Outline records:
** Start **

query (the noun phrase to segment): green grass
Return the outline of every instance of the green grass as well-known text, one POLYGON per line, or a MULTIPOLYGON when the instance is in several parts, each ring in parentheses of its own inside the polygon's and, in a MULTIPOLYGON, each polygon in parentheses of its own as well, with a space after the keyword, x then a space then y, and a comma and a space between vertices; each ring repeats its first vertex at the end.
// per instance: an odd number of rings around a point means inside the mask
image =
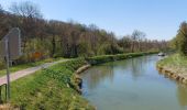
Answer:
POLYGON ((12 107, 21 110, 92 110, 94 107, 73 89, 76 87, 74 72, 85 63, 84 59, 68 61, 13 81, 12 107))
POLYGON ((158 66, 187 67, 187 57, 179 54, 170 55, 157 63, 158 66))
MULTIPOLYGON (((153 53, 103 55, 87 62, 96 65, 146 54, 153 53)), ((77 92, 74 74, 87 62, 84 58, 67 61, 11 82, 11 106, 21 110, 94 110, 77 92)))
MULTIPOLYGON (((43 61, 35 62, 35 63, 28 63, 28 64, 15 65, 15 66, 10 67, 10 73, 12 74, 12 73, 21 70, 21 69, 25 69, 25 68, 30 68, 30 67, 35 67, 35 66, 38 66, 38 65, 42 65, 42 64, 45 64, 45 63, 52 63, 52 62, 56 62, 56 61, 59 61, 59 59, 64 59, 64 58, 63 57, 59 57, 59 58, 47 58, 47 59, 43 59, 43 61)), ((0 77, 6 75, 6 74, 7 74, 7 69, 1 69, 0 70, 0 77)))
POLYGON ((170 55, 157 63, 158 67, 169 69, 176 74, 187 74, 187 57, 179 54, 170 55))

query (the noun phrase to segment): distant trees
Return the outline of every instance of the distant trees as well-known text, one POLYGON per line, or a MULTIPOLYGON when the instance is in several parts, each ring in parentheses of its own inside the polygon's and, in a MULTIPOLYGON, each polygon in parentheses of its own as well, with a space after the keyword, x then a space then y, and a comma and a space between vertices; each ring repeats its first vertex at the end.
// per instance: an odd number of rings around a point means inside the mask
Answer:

** End **

**Directions for this task**
Duplicate the lines of the listing starting with the line that contains "query (the noun phrase to segment): distant" and going on through the end of the listing.

**Output below**
query (the noun phrase to segment): distant trees
Return the outline of every instance of the distant trees as well-known text, one POLYGON per line, or a MULTIPOLYGON when the instance is in several parts, each ring in parentheses of its own inside the polygon's and, in a MULTIPOLYGON, each polygon in parentheses of its own as well, with a space after the keyword, x then a space then y, and a comma and a space between vertices; each ring repeats its first vertex at the end.
// per instance: an odd number of rings around a point means inside the mask
Answer:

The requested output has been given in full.